- **GOAL OF THE EXERCISE**
Please write out every line of the items below, requests included, and shift each marked answer coordinate by adding 97 to both of its numbers, leaving the sample coordinates in the requests unchanged. Leave the pictures out of your answer.

- **ENTRIES PROVIDED**
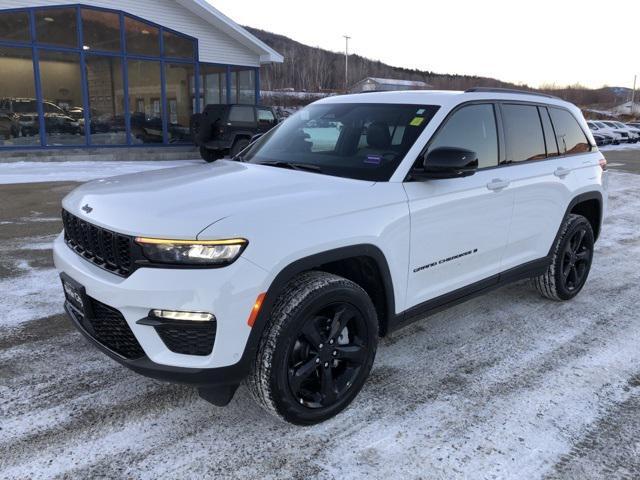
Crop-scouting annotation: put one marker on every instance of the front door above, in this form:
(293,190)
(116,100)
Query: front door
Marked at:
(460,226)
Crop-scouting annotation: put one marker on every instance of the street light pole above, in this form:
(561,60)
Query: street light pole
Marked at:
(633,94)
(346,62)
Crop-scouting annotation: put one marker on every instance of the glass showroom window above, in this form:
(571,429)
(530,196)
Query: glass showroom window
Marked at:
(176,46)
(106,99)
(62,97)
(142,38)
(213,85)
(19,125)
(100,30)
(243,85)
(180,100)
(14,26)
(57,26)
(145,101)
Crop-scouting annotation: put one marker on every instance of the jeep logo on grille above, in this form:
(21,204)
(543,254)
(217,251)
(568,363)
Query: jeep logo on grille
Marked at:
(73,294)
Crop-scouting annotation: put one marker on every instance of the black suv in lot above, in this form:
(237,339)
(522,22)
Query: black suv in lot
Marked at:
(227,129)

- **ANSWER**
Crop-scouting annotation: put one marker on every instance of the front door above, in this form:
(293,190)
(116,100)
Query: front door
Marked at:
(557,323)
Crop-scouting annotation: put one marker on every instance of the street light pole above, in this form:
(561,60)
Query: street light pole
Marked at:
(730,191)
(443,159)
Crop-scouting annotation: put one marker on every instance of the glass showroom window above, in this form:
(571,429)
(530,196)
Query: glass showroom window
Marked at:
(273,143)
(203,196)
(159,194)
(239,135)
(310,182)
(116,222)
(197,127)
(340,182)
(277,197)
(111,123)
(154,123)
(242,198)
Crop-scouting annotation: put one marker on every instance of the jeep logo on grille above, in this form:
(21,204)
(543,254)
(217,251)
(568,363)
Query: jeep logo on grille
Marked at:
(170,391)
Crop-scouting annotation: put one marker on every instance of the black suv in lot above, in this form:
(237,339)
(522,22)
Query: black suv in lot
Marked at:
(324,226)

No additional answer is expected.